Exercise requirements: Return only these lines: the one that contains "Expected: a single pin indicated on each instance of the main" and every line after it through the end of the listing, exactly, without pictures.

— START OF Input rows —

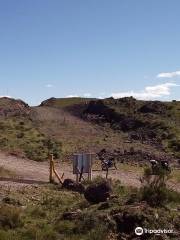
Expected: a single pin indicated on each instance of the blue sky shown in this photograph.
(97, 48)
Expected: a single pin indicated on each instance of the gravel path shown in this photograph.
(32, 172)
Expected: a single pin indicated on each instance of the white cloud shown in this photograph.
(5, 96)
(150, 92)
(168, 74)
(87, 94)
(49, 85)
(72, 95)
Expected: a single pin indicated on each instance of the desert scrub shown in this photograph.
(10, 217)
(20, 135)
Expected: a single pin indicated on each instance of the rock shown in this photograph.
(11, 201)
(73, 186)
(97, 193)
(13, 107)
(72, 215)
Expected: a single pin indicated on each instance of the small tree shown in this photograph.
(154, 190)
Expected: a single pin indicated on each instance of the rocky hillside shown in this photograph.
(136, 130)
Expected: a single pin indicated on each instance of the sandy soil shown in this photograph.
(30, 172)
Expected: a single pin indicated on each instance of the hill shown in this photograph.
(136, 129)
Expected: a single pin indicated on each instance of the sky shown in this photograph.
(92, 48)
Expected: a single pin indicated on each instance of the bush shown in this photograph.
(154, 191)
(10, 217)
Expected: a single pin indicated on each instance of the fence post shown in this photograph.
(51, 168)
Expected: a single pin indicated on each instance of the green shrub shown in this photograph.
(10, 217)
(154, 191)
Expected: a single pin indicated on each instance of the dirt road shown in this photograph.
(28, 172)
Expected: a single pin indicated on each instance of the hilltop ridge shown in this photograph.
(86, 124)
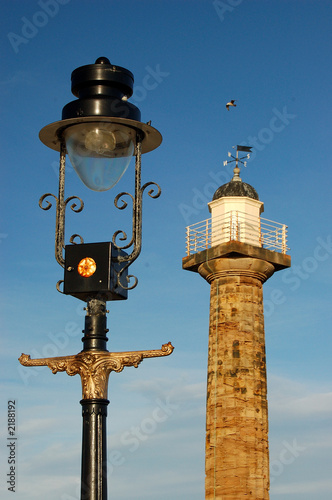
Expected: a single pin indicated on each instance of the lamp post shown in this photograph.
(100, 131)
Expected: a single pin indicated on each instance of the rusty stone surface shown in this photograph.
(237, 453)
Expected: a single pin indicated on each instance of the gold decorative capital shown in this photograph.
(94, 367)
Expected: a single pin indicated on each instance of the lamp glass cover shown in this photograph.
(100, 152)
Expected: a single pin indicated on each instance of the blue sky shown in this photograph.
(273, 57)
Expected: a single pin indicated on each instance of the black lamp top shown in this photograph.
(103, 78)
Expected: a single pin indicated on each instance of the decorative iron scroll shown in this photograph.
(136, 238)
(61, 205)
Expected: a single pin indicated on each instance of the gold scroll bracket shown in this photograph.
(94, 367)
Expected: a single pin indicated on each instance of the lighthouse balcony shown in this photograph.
(236, 226)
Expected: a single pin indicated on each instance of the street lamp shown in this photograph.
(100, 131)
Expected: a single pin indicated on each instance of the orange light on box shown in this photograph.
(86, 267)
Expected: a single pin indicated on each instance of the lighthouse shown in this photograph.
(236, 251)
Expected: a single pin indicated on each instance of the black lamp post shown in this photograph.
(100, 131)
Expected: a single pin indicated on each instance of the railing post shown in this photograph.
(207, 233)
(284, 239)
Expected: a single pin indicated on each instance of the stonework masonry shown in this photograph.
(237, 452)
(237, 461)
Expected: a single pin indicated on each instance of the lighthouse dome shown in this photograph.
(235, 188)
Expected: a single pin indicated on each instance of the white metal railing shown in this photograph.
(236, 226)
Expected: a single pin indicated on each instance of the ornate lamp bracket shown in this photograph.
(136, 239)
(61, 205)
(94, 367)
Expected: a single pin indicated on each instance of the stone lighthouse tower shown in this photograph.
(236, 251)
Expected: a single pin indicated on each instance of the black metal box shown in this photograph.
(91, 269)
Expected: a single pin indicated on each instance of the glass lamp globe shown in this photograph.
(100, 152)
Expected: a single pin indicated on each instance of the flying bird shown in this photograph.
(230, 103)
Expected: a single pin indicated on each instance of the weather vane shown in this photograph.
(246, 149)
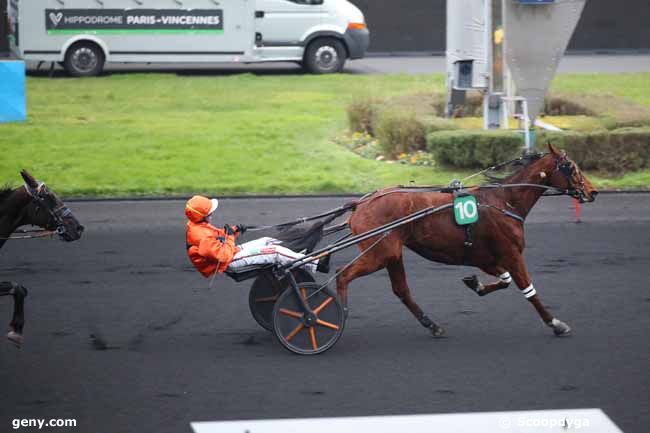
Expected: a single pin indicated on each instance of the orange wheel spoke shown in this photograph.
(327, 324)
(295, 332)
(291, 313)
(312, 334)
(304, 296)
(323, 305)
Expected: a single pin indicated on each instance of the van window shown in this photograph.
(307, 2)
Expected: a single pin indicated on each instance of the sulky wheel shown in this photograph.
(265, 291)
(308, 336)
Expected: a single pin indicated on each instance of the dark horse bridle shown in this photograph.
(45, 201)
(568, 169)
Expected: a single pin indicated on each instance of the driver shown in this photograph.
(211, 249)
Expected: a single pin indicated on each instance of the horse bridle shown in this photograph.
(40, 196)
(565, 166)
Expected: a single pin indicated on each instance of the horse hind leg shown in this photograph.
(485, 289)
(525, 284)
(402, 291)
(17, 323)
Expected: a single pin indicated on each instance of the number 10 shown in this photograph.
(466, 209)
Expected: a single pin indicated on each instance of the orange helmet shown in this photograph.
(198, 208)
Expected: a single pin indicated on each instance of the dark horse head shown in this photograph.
(32, 204)
(35, 204)
(567, 176)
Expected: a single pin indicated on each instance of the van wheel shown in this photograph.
(325, 56)
(84, 59)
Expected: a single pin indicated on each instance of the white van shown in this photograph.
(82, 35)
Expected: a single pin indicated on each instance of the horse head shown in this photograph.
(47, 211)
(565, 174)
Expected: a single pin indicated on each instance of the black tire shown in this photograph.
(84, 59)
(265, 291)
(325, 56)
(292, 332)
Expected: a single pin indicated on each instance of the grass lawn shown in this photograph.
(163, 134)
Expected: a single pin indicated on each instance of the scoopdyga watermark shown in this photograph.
(537, 422)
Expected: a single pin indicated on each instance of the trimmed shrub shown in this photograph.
(615, 151)
(399, 133)
(474, 149)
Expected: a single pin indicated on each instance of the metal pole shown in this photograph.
(4, 29)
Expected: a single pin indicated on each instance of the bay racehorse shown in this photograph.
(497, 242)
(32, 204)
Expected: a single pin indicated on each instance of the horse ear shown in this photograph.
(554, 150)
(29, 179)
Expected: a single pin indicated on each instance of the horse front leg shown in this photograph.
(520, 274)
(18, 320)
(402, 291)
(485, 289)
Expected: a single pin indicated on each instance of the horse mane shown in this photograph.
(512, 168)
(5, 192)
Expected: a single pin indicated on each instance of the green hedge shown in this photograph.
(400, 132)
(624, 149)
(474, 149)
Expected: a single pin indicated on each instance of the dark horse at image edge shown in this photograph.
(32, 204)
(497, 238)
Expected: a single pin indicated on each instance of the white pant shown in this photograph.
(264, 251)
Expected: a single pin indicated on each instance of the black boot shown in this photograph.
(324, 264)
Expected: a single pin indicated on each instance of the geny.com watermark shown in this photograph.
(40, 423)
(507, 422)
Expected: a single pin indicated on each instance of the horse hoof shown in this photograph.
(15, 338)
(437, 332)
(474, 284)
(560, 329)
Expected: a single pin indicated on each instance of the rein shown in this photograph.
(37, 234)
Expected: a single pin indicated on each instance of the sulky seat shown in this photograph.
(247, 272)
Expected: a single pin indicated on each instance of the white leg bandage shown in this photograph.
(529, 291)
(505, 277)
(265, 251)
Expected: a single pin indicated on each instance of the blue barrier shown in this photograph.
(12, 91)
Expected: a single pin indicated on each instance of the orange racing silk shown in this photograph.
(210, 249)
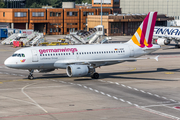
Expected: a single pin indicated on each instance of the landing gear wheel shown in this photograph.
(177, 46)
(95, 76)
(30, 77)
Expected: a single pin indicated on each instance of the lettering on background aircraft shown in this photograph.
(41, 51)
(167, 31)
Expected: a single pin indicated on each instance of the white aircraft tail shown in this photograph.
(144, 34)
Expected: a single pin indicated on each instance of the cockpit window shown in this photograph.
(18, 55)
(23, 55)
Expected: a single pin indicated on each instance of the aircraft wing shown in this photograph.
(68, 62)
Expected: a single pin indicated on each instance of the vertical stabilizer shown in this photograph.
(144, 34)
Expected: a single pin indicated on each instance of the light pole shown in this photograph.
(167, 6)
(101, 12)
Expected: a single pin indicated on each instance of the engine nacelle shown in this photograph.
(45, 70)
(163, 41)
(77, 70)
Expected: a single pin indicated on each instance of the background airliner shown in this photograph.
(164, 35)
(80, 60)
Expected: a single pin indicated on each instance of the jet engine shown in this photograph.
(45, 70)
(77, 70)
(163, 41)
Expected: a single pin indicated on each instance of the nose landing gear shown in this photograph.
(30, 76)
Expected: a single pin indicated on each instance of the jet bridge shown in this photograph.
(86, 37)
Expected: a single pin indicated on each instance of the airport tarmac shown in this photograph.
(141, 90)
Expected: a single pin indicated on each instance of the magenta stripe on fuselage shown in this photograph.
(152, 29)
(145, 23)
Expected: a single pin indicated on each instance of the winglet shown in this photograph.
(156, 58)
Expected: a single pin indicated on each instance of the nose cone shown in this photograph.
(7, 62)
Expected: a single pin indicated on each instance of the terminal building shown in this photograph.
(71, 17)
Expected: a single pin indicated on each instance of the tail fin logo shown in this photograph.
(143, 35)
(23, 60)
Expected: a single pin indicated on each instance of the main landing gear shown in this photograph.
(94, 74)
(30, 76)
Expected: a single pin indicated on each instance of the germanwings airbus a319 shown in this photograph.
(81, 60)
(164, 35)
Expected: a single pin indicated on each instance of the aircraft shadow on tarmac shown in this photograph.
(167, 53)
(114, 75)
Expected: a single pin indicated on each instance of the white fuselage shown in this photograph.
(51, 57)
(166, 32)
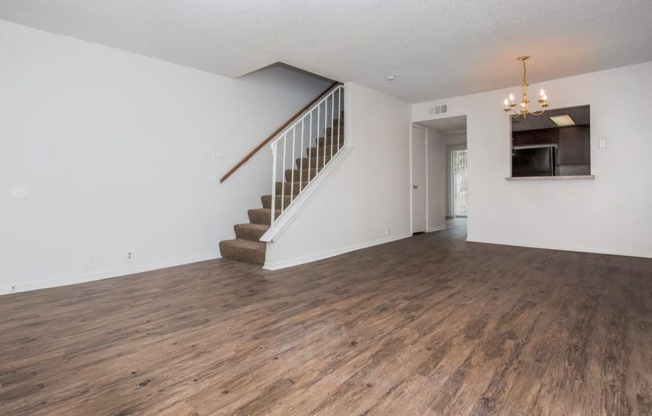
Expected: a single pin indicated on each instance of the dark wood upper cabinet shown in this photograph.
(574, 145)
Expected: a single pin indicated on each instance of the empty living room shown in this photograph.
(325, 208)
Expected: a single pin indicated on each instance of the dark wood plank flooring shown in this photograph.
(430, 325)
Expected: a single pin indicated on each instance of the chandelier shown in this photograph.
(524, 109)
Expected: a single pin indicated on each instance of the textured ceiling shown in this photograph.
(435, 48)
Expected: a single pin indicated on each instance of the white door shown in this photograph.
(419, 158)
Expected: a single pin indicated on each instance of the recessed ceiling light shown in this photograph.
(562, 121)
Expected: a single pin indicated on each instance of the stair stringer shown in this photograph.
(294, 209)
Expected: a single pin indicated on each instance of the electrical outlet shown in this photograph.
(216, 157)
(88, 263)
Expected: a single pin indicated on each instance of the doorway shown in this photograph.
(457, 187)
(419, 175)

— END OF Input rows —

Solution for this task:
Expected: a single pin indicated on each instance of the main landing gear shown in this photograph.
(94, 74)
(30, 76)
Expected: a single pin indicated on each instance of the germanwings airbus a319 shown in this photograph.
(81, 60)
(164, 35)
Expected: a single pin indicated on each instance of the aircraft shadow on tarmac shown in this photograph.
(167, 53)
(114, 75)
Expected: a single pin indicated on each instance of the white fuselage shown in this photograph.
(51, 57)
(166, 32)
Expected: a single pin indicated on each instance of the dark wood upper cabinet shown in this photograph.
(574, 145)
Expected: a single pin indicated on each instance of the empty living room shown in this photograph.
(325, 208)
Expected: a single pin indicated on each instance of the dark wood plank flooring shown in this photograph.
(430, 325)
Expected: a single pin indicated on each instance of the chandelier shown in this photograph.
(524, 109)
Expected: a single pin indicated on each instance of the textured ceiling shown in this photograph.
(435, 48)
Expected: a single pin indicated on each instance of the white door shown in this photograph.
(419, 158)
Expected: a single pin indicated on each instance of the recessed ceiling light shown in this photograph.
(562, 121)
Expected: a single pin indicated on each instance of the stair stringer shown in this photograph.
(294, 209)
Expected: a single pin indicated on each instance of the electrical outlet shown in this photograph.
(216, 157)
(88, 263)
Expected: a single pin indicated on each instance of the doorway shown in this photograph.
(457, 187)
(419, 175)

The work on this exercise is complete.